> [Challenge]:
Rewrite the lines from the one containing "Point out the dark" through the end of the items, keeping the item wording as it is. Multiply every coordinate in the answers by 1.25 and round each result to a whole number, with halves rounded up.

++++++++++++++++++++

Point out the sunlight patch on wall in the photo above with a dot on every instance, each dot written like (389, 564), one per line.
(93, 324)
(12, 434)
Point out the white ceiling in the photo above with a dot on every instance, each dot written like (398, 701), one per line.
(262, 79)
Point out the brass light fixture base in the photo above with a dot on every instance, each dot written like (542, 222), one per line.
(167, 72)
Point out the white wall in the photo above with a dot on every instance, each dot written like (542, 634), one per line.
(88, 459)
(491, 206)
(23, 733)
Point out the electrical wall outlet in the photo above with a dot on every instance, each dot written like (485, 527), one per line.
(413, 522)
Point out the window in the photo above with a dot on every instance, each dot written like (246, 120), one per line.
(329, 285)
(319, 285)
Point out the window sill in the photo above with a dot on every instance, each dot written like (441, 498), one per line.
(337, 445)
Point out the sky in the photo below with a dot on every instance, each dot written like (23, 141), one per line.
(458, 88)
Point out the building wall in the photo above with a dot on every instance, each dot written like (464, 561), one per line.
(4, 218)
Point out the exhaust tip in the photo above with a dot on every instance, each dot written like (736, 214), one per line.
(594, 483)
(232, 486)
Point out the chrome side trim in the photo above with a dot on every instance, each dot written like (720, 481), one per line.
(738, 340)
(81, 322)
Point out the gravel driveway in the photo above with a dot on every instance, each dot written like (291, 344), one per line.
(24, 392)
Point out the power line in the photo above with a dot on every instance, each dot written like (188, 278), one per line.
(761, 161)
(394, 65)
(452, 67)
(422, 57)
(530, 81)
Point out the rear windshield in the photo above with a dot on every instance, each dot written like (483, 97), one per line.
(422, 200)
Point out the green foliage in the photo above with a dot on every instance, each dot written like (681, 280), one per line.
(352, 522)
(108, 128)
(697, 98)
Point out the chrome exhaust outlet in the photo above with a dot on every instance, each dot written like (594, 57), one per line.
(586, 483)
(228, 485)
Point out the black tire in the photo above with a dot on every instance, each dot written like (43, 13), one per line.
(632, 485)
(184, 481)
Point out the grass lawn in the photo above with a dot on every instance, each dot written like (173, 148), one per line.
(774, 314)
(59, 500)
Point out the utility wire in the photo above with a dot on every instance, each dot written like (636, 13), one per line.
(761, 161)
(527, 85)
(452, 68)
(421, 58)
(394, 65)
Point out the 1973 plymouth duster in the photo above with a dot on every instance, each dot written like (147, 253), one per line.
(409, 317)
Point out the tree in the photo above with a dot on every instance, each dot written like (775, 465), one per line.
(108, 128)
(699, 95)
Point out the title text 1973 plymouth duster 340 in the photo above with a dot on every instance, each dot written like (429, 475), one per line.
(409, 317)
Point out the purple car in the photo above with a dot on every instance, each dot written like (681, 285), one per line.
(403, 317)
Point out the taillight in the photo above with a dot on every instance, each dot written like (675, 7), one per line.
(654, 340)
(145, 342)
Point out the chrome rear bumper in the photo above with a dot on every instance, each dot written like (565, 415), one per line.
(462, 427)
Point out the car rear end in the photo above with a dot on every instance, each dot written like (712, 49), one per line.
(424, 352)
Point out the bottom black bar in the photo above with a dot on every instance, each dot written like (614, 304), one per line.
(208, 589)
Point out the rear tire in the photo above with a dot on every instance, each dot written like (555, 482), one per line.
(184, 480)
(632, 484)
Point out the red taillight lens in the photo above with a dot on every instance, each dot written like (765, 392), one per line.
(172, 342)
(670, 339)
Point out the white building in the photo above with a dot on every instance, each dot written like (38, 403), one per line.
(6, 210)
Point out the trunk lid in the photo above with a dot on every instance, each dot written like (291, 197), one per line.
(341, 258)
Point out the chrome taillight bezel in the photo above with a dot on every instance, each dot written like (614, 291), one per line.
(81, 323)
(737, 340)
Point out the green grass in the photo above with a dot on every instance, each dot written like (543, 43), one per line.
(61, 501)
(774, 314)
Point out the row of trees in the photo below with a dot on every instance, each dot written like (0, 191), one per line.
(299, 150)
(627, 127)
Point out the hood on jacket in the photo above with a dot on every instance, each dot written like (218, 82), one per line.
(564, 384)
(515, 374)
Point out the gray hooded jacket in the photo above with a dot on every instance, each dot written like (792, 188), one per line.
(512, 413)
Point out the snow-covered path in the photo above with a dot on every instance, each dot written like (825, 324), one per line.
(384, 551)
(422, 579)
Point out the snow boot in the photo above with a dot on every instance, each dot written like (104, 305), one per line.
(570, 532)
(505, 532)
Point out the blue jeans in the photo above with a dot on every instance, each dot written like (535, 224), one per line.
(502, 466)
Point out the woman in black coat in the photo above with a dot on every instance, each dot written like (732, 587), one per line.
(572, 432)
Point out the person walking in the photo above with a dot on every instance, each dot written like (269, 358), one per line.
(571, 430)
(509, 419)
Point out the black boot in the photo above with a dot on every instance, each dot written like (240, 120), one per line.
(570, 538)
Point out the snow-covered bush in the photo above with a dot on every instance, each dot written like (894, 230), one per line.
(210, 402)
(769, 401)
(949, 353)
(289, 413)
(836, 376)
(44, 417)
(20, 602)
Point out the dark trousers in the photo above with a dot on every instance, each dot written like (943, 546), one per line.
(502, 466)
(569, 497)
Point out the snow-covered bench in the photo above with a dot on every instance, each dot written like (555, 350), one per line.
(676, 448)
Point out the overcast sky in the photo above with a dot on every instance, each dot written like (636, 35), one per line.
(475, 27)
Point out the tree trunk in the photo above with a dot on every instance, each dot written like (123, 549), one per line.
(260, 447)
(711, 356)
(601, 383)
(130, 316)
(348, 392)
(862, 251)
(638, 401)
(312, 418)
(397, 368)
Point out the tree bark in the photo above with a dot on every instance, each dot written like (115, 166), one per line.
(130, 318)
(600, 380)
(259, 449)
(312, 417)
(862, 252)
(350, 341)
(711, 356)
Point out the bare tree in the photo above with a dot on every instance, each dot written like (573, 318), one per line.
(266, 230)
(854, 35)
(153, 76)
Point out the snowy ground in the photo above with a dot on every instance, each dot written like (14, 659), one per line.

++++++++++++++++++++

> [The result]:
Point out the dark trousers in the photo above with a dot on every instance, each dot written like (943, 546), one per line.
(628, 583)
(711, 621)
Point out the snow-covered bench in the photo above with a dot on every instance, each dot written like (555, 350), one per line.
(845, 560)
Point out the overcast sky in the photo above with a dot on every instance, each dot written like (636, 35), one per line.
(594, 34)
Point out the tree trunk in the photo above with a dot on every instance, each dot written like (123, 549), one per line.
(325, 559)
(889, 445)
(751, 479)
(163, 395)
(435, 490)
(1078, 314)
(798, 501)
(390, 523)
(496, 460)
Point out the tree bark in the photo above with a dot on every instance, each dot written like (115, 166), one per line.
(163, 398)
(750, 475)
(324, 561)
(390, 521)
(1078, 315)
(438, 426)
(889, 445)
Point out the bare tree in the photo above with a dot on every instance, each dot written like (573, 318), one per line.
(333, 288)
(1068, 44)
(191, 95)
Point out the snowy ground in the photo above with a dot on every instance, each dot written like (14, 659), one per line.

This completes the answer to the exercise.